Excerpts of pointing data:
/---

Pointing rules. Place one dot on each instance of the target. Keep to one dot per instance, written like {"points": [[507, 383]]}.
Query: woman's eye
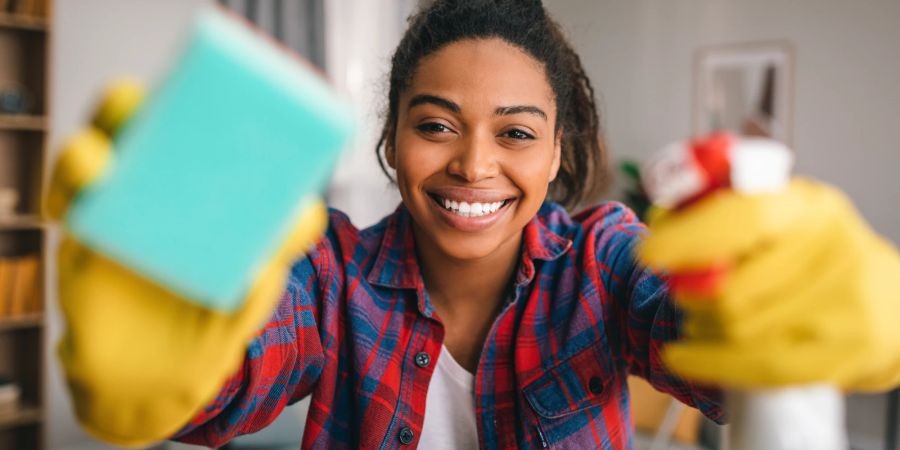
{"points": [[433, 127], [516, 133]]}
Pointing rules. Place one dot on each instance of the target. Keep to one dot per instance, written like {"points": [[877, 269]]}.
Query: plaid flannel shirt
{"points": [[580, 316]]}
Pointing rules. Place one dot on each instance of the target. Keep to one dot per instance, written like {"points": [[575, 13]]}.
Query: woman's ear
{"points": [[557, 154], [390, 149]]}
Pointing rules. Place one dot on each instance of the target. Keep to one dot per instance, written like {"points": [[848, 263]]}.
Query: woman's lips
{"points": [[470, 216]]}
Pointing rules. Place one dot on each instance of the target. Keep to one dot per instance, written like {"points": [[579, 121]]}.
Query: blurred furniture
{"points": [[661, 422], [24, 28]]}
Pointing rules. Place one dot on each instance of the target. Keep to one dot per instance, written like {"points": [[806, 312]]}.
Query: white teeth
{"points": [[473, 209]]}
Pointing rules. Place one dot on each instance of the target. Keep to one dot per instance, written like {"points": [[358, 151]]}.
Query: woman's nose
{"points": [[475, 160]]}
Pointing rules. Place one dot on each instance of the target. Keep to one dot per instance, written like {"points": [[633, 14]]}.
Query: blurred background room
{"points": [[821, 75]]}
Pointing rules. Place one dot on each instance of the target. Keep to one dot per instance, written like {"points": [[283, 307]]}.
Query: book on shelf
{"points": [[19, 286], [30, 8], [9, 396]]}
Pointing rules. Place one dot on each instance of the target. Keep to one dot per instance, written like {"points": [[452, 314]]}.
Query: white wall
{"points": [[640, 53]]}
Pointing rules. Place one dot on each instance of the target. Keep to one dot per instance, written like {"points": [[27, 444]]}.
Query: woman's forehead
{"points": [[485, 72]]}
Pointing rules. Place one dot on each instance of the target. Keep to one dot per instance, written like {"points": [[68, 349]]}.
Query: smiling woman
{"points": [[479, 313]]}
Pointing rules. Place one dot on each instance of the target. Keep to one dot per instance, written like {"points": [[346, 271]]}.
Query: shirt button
{"points": [[406, 436], [422, 359], [595, 385]]}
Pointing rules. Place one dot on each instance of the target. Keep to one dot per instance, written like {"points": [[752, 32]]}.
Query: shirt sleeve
{"points": [[642, 315], [284, 360]]}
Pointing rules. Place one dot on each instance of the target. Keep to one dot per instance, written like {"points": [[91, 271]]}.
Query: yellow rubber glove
{"points": [[810, 293], [139, 360]]}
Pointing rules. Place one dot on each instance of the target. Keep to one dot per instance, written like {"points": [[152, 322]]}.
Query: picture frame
{"points": [[746, 89]]}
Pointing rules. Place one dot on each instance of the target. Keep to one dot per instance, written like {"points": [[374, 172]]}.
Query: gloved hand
{"points": [[809, 293], [139, 360]]}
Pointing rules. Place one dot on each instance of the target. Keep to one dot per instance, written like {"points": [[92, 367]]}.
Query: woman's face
{"points": [[475, 148]]}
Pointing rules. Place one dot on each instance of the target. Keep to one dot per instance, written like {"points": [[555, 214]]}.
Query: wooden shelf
{"points": [[29, 320], [23, 22], [30, 222], [23, 122], [26, 415]]}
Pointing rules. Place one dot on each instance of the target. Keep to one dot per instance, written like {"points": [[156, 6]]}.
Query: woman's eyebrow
{"points": [[422, 99], [509, 110]]}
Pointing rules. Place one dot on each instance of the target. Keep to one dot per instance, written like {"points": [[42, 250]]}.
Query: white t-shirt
{"points": [[450, 407]]}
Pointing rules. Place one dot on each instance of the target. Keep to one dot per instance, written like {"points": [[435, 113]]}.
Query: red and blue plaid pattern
{"points": [[582, 315]]}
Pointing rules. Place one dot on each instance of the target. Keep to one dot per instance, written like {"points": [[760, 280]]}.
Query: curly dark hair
{"points": [[525, 24]]}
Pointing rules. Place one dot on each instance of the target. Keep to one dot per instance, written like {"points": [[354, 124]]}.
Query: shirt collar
{"points": [[396, 265]]}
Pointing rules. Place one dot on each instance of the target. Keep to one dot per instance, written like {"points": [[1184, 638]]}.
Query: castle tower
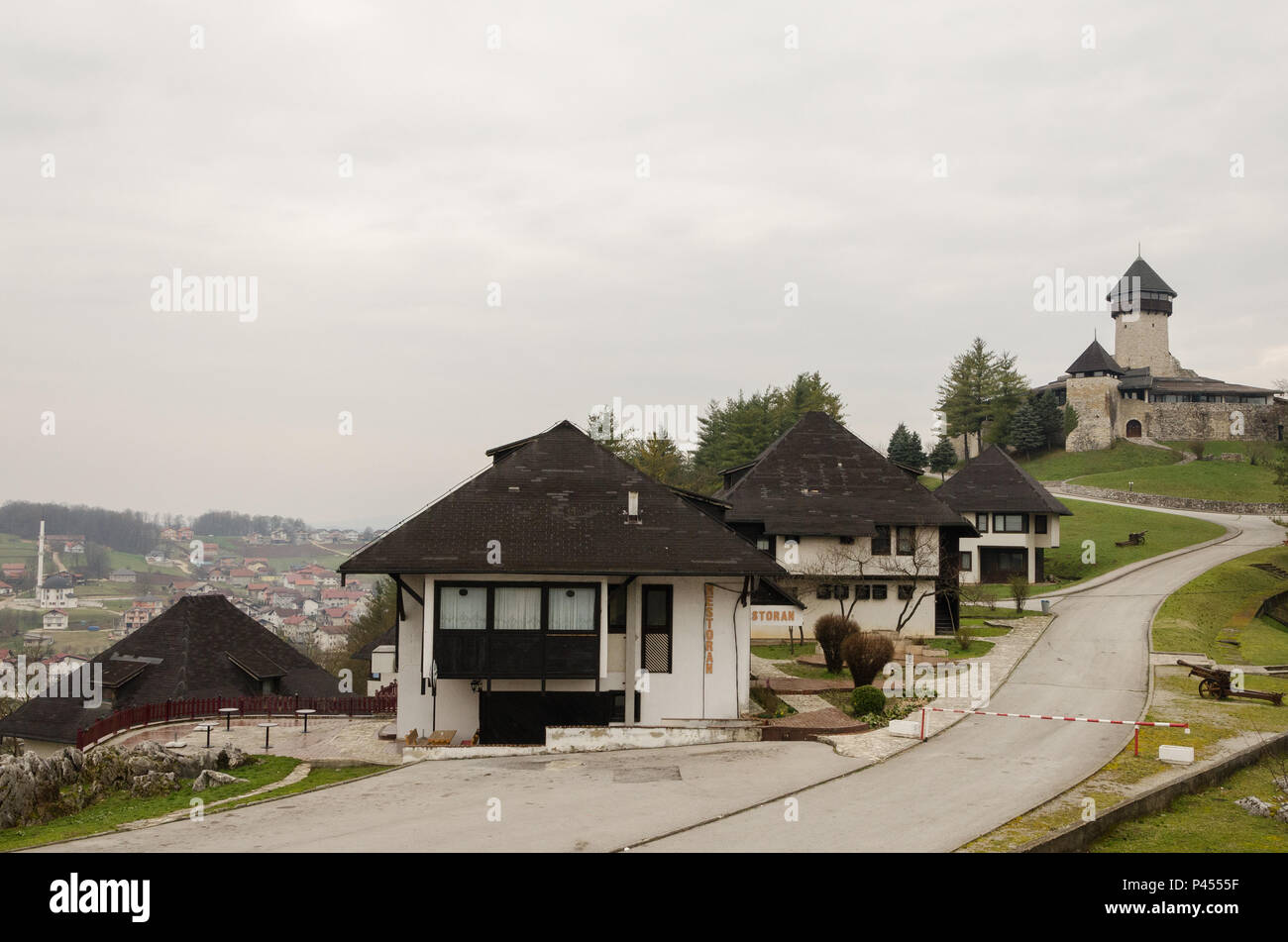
{"points": [[1093, 391], [1141, 304]]}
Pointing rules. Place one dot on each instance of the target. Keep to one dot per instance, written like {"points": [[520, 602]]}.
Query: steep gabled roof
{"points": [[820, 478], [187, 652], [557, 504], [993, 481], [1094, 360]]}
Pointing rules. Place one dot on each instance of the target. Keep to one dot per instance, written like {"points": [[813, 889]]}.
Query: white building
{"points": [[54, 620], [55, 592], [1017, 517], [861, 536], [562, 587]]}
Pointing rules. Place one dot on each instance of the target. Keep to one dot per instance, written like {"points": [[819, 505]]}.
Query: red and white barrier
{"points": [[1067, 719]]}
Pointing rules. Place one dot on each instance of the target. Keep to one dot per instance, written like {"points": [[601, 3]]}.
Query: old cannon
{"points": [[1218, 683]]}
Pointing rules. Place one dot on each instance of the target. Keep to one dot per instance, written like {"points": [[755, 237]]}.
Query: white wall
{"points": [[1012, 541], [686, 692]]}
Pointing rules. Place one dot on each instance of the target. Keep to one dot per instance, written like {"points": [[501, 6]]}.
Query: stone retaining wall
{"points": [[1192, 503]]}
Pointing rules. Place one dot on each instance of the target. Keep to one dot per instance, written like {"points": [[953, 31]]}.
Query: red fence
{"points": [[172, 710]]}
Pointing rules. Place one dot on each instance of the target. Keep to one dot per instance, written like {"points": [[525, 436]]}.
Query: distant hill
{"points": [[127, 530]]}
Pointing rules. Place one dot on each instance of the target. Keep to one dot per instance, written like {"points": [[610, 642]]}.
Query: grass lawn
{"points": [[1175, 700], [953, 648], [120, 808], [814, 674], [1060, 465], [1220, 605], [1210, 480], [1192, 821], [1106, 524], [782, 653]]}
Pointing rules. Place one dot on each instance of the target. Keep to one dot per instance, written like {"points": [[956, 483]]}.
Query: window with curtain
{"points": [[572, 609], [516, 609], [463, 609]]}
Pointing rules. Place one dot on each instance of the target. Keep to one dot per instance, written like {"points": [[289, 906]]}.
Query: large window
{"points": [[509, 607], [1010, 523], [881, 541], [463, 609], [572, 609], [657, 628], [516, 609]]}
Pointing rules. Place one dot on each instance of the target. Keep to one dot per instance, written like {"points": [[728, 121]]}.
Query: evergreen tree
{"points": [[982, 387], [1050, 418], [943, 457], [1026, 433], [906, 448]]}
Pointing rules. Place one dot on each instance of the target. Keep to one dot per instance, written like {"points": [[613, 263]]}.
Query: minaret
{"points": [[1140, 305], [40, 562]]}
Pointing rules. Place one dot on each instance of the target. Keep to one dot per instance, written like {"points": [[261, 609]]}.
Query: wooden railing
{"points": [[200, 708]]}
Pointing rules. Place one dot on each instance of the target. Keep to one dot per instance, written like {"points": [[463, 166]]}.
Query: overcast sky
{"points": [[520, 166]]}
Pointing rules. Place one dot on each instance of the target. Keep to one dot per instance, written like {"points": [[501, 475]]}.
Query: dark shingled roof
{"points": [[183, 653], [993, 481], [1095, 358], [557, 503], [1149, 280], [820, 478]]}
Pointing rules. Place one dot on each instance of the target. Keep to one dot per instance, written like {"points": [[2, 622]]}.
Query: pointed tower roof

\---

SHORT EXERCISE: Working from the lines above, reproduce the material exactly and exclude its pictures.

REPLY TO THE TASK:
Pointing rules. Place one dot on each instance of the target. Keep to one dot per instance, written like {"points": [[507, 383]]}.
Query: woman's eye
{"points": [[433, 127], [516, 133]]}
Pointing rules. Place one dot on each instance of the target. Keep to one dot per instance, written like {"points": [[877, 269]]}.
Query: plaid flannel shirt
{"points": [[580, 316]]}
Pointing rules. Place one dot on each instance of the target. Keep to one dot per instance, written like {"points": [[575, 13]]}.
Query: woman's ear
{"points": [[557, 154], [390, 149]]}
Pointing rules. Place one dot on each instance of the target. Keep to one dot per instance, written like {"points": [[848, 263]]}.
Query: woman's lips
{"points": [[470, 216]]}
Pointing rules. Place one dot on each instance of the target. Keep to one dot per instance, written like {"points": [[579, 121]]}.
Query: blurred furniture
{"points": [[661, 422], [24, 28]]}
Pointing rules. Place one dot on each instance of the target. Keep to one dot per instance, written like {"points": [[806, 312]]}.
Query: white teeth
{"points": [[473, 209]]}
Pointing rules. Place one dot on each instance of the target. Keep to one dot per instance, written like {"points": [[358, 151]]}.
Query: woman's nose
{"points": [[475, 160]]}
Pointing rules. Place one dot on each instance of the target. Keep to one dot per instance, written like {"points": [[633, 14]]}.
Query: blurred background room
{"points": [[821, 75]]}
Pointing rules. Place one dot on each instance of the target. Keep to one dot per instance, written like {"points": [[283, 307]]}.
Query: book on shelf
{"points": [[19, 286], [30, 8], [9, 396]]}
Pointing rules. Place one dot on each instance of the target. Keep to one dot per instance, written like {"points": [[452, 314]]}.
Query: white wall
{"points": [[640, 53]]}
Pointing rules. Place one dot on each instance of the target. Keep to one dot per instance, written like {"points": [[27, 444]]}.
Query: woman's forehead
{"points": [[485, 72]]}
Pointing rules. Place one dot on each instance of the target. Keep to one dot per instance, written like {"points": [[68, 349]]}.
Query: smiling woman
{"points": [[479, 313]]}
Pointing rules. Place one dot on each instance of the target. Keep to one dot per instance, written like {"points": [[346, 271]]}.
Query: shirt button
{"points": [[406, 436], [422, 359], [595, 385]]}
Pointing rules. Place one dot on each instance of the target. Keep to one dot per instance, written like {"points": [[752, 32]]}.
Query: shirt sleeve
{"points": [[642, 315], [284, 360]]}
Pointing rules. Place one dot on each instance of the target. Keep to one dot per instance, written like {"points": [[91, 271]]}.
Query: yellow rubber glove
{"points": [[810, 293], [139, 360]]}
Pointing rules. Place one dot on each instance of the target. Keep to one dot per instance, written like {"points": [[152, 322]]}.
Query: picture frame
{"points": [[746, 89]]}
Pointing rules. Place one dot on each instance of the target. Keep to one dot per instance, written like {"points": [[374, 172]]}.
Query: gloved hand
{"points": [[809, 293], [139, 360]]}
Pointing rules. Place one dot on each instance of the target. Keep to one dot per instance, written like {"points": [[92, 367]]}.
Query: woman's face
{"points": [[475, 148]]}
Pointing rules. Place one dot on each instance of the target. Keep to one dot per instance, written like {"points": [[555, 214]]}.
Query: wooden shelf
{"points": [[29, 320], [23, 22], [30, 222], [23, 122], [26, 415]]}
Pointing rules. Place one dot on each instance of the target. Keep to one dot per instance, written like {"points": [[156, 6]]}.
Query: woman's eyebrow
{"points": [[422, 99], [509, 110]]}
Pointing rules. Place one dot on each instance of the target. Keep to one dot per instance, written like {"points": [[42, 250]]}.
Query: white t-shirt
{"points": [[450, 407]]}
Pointing rules. Place one dot on each instance of the target. Keep to one dot per instance, written like {"points": [[435, 113]]}.
Query: red and blue plaid pattern
{"points": [[582, 315]]}
Pointing rules. Place one dot on each instance of the target. Keep to one dot per instance, written like {"points": [[760, 280]]}.
Query: curly dark hair
{"points": [[525, 24]]}
Pointing rules. Place one dot on each instance of the target. Keep to one dot per instance, written like {"points": [[354, 124]]}.
Query: shirt collar
{"points": [[396, 265]]}
Pointing rules. Place one dot on each instance of the target. Keep to one dot per instance, written like {"points": [[1184, 638]]}.
Query: castle tower
{"points": [[1093, 391], [1141, 304]]}
Pointing rules. Place one dot on each instance of the target. Keep to one dot per instance, written like {"points": [[520, 602]]}.
Query: steep gabled roof
{"points": [[820, 478], [187, 652], [557, 504], [993, 481], [1094, 360]]}
Pointing rules. Place one dot on each instance of the target. Keep to one dot per instance, written like {"points": [[813, 889]]}.
Query: white building
{"points": [[54, 620], [55, 592], [1017, 517], [861, 536], [562, 587]]}
Pointing rules. Place one dot on each instance of the target. Keep to one dot per instance, written like {"points": [[819, 505]]}.
Query: red and white barrier
{"points": [[1067, 719]]}
Pointing rules. Place one dot on each instance of the target. Keep to one dot per instance, written like {"points": [[601, 3]]}.
Query: old cannon
{"points": [[1218, 683]]}
Pointing rules. Place one dot on each instance of the target. Keep to one dot per instance, written like {"points": [[755, 237]]}.
Query: white wall
{"points": [[1012, 541], [686, 692]]}
Pointing rules. Place one dot on each instance of the target. Keep to one dot per instance, written like {"points": [[501, 6]]}.
Query: stone retaining wall
{"points": [[1192, 503]]}
Pointing rules. Place one dot on each instance of the target. Keep to one dot per instance, written like {"points": [[953, 31]]}.
Query: red fence
{"points": [[172, 710]]}
Pointing rules. Place one dot on each instance of the target. Keep to one dot per instance, written like {"points": [[525, 436]]}.
Query: distant hill
{"points": [[127, 530]]}
Pointing rules. Place one dot on each instance of the target. Keep to one dot per instance, written like {"points": [[610, 642]]}.
Query: grass lawn
{"points": [[1175, 700], [953, 648], [120, 808], [814, 674], [1060, 465], [1220, 605], [1210, 480], [1192, 821], [1106, 524], [782, 653]]}
Pointing rules. Place one dot on each instance of the target. Keep to one dot per instance, written like {"points": [[956, 483]]}.
Query: window with curtain
{"points": [[572, 609], [516, 609], [463, 609]]}
Pointing rules. Place one dot on each instance of the target. Keep to one dot per instance, written like {"points": [[289, 906]]}.
Query: large window
{"points": [[509, 607], [1010, 523], [881, 541], [463, 609], [572, 609], [657, 628], [516, 609]]}
Pointing rules. Place one dot on each instance of the target. Keep to one dot per instance, written like {"points": [[728, 121]]}.
Query: evergreen tree
{"points": [[982, 387], [1050, 418], [943, 457], [1026, 433], [906, 448]]}
Pointing rules. Place one dot on each instance of the target. Keep to one dot per instance, written like {"points": [[613, 263]]}.
Query: minaret
{"points": [[1140, 305], [40, 562]]}
Pointing rules. Place one dot on each instance of the target. Keep to one dot per instance, written like {"points": [[261, 609]]}.
Query: wooden railing
{"points": [[200, 708]]}
Pointing rules. Place one dot on each instance of the target. Keep to one dot per instance, written like {"points": [[463, 166]]}.
Query: overcast sky
{"points": [[520, 166]]}
Pointing rules. Place one dot on each instance of the target. Keep to one dot per instance, written like {"points": [[501, 475]]}.
Query: dark shingled roof
{"points": [[183, 653], [993, 481], [1095, 358], [557, 503], [1149, 280], [820, 478]]}
Pointing rules. Place one dot on each instance of the target. Keep to one dot per instance, written like {"points": [[2, 622]]}.
Query: pointed tower roof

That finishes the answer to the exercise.